▶ **What you need to do**
From the entries provided below, copy each line that contains the word "shelf".

*** Records to process ***

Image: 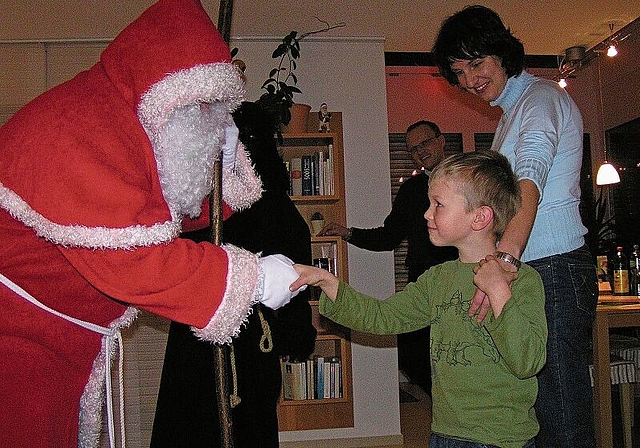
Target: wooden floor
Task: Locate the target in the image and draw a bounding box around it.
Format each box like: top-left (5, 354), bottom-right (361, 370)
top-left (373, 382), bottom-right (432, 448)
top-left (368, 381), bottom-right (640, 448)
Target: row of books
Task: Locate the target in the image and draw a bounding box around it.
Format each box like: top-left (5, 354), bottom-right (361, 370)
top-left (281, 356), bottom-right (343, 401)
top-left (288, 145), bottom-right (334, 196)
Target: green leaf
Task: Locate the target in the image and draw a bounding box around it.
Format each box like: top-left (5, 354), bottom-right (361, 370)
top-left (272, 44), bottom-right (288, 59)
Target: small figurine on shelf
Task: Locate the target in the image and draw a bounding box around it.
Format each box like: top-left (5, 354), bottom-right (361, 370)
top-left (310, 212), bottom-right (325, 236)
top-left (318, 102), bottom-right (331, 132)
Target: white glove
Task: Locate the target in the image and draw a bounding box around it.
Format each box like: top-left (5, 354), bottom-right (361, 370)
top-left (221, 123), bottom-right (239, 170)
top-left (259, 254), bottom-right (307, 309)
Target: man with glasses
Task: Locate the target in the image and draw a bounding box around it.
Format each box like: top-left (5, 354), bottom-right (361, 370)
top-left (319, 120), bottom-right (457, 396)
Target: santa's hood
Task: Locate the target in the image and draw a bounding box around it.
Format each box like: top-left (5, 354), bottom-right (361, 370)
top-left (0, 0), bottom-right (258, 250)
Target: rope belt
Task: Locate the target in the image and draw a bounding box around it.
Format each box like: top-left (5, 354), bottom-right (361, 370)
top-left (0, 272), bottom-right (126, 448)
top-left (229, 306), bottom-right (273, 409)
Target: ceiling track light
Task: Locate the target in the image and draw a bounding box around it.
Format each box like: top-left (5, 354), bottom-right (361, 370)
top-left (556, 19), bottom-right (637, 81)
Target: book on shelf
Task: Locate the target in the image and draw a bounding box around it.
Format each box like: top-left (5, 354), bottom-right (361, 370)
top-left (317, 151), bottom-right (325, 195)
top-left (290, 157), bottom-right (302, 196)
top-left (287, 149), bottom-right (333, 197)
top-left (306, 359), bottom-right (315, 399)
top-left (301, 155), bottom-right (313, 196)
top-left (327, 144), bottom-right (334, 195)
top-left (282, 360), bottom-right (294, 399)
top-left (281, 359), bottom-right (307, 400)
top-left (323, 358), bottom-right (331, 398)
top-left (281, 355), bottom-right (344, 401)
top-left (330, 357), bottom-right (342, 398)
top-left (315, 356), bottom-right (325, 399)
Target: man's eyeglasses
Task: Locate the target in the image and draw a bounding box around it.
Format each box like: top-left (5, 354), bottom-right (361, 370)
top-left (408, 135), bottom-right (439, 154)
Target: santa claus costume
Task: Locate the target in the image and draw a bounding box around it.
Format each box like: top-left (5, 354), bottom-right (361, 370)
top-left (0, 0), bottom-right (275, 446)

*** End of Records to process ***
*** Records to process ***

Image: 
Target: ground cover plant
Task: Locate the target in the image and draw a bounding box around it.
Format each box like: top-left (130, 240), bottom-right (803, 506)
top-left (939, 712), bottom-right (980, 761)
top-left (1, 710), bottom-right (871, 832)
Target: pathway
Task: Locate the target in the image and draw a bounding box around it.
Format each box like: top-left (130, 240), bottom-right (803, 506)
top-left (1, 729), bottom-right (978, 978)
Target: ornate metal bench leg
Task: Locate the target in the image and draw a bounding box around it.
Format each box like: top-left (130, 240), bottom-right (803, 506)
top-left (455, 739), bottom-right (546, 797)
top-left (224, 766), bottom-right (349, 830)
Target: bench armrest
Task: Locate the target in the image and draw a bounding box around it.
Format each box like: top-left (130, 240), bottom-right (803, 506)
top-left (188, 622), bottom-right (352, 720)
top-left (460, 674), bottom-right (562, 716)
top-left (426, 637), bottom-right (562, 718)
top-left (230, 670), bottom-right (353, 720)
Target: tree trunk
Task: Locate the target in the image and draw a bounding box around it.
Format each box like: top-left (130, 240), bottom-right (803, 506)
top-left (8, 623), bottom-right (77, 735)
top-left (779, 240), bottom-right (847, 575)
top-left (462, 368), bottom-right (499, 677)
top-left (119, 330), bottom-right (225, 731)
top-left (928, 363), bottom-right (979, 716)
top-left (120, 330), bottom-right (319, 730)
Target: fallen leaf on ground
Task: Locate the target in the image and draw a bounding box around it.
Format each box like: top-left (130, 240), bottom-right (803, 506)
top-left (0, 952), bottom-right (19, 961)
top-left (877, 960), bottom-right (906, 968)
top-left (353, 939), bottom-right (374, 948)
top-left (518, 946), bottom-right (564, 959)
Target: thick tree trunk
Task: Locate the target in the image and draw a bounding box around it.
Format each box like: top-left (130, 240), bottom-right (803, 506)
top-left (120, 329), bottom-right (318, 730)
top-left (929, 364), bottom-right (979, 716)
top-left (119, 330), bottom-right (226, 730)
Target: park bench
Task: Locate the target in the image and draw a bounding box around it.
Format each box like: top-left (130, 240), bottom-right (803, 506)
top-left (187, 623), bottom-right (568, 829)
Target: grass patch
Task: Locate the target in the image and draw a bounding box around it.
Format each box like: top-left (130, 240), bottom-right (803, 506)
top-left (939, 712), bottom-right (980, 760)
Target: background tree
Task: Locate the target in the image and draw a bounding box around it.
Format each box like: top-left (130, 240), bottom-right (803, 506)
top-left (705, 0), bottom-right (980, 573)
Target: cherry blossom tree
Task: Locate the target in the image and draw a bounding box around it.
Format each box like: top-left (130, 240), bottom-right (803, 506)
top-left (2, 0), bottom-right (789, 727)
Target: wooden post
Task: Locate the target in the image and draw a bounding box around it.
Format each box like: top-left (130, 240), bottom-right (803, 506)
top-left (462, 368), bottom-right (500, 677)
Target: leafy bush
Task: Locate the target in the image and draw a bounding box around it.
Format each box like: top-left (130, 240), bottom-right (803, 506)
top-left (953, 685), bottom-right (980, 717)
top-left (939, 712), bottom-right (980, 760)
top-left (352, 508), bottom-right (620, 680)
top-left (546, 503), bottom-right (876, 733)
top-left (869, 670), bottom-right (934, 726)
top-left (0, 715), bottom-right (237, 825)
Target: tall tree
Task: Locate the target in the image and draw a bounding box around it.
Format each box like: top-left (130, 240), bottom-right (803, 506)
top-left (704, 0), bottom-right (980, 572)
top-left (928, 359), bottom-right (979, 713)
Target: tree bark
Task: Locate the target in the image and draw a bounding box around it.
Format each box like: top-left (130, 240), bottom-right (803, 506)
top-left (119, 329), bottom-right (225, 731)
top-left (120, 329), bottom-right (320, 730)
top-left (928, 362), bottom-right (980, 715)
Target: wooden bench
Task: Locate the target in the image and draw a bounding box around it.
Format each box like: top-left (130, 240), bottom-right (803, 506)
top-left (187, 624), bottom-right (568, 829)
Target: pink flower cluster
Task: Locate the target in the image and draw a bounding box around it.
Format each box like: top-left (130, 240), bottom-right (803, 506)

*** End of Records to process ***
*** Records to process ***

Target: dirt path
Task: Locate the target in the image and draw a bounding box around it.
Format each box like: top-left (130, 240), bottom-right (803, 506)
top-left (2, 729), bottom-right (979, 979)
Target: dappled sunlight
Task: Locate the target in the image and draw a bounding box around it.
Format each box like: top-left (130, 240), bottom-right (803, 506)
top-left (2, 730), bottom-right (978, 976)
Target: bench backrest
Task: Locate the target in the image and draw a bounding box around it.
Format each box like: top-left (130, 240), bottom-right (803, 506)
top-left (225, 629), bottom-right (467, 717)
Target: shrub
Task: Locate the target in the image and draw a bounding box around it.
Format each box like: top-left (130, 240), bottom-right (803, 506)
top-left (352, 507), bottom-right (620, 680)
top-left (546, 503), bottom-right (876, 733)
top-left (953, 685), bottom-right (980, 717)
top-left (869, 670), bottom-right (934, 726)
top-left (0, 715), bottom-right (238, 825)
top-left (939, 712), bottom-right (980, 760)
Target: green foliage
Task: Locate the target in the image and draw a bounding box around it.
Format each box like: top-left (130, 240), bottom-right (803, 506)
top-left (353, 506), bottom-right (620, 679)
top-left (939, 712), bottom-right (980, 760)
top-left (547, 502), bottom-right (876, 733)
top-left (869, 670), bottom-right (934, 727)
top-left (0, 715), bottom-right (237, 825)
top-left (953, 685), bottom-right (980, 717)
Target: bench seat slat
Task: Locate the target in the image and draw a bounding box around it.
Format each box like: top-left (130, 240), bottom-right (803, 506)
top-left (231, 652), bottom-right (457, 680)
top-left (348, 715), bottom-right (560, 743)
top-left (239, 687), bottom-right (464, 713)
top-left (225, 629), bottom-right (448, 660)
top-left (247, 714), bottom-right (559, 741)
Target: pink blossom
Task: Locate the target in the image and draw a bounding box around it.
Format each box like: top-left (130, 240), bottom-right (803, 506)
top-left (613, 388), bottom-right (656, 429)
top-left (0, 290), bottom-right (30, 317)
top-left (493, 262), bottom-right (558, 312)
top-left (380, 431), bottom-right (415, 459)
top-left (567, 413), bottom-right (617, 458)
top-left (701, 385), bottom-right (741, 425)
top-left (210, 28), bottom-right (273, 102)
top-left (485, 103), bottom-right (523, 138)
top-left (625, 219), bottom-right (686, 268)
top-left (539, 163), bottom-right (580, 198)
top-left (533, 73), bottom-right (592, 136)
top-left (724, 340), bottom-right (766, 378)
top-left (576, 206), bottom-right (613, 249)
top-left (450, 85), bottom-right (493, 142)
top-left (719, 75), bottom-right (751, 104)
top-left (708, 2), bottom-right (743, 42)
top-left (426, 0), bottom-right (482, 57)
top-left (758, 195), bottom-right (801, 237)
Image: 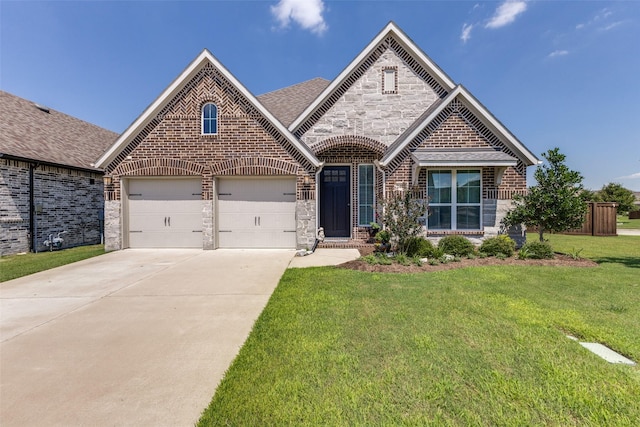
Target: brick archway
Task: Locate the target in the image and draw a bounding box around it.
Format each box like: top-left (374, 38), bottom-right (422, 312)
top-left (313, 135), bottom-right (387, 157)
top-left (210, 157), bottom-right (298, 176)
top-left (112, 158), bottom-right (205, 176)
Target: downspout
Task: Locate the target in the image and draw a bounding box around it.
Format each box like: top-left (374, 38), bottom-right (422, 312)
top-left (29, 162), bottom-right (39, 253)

*** End of Records to process ***

▶ **Answer space**
Target: small figurine on shelf
Target: book on shelf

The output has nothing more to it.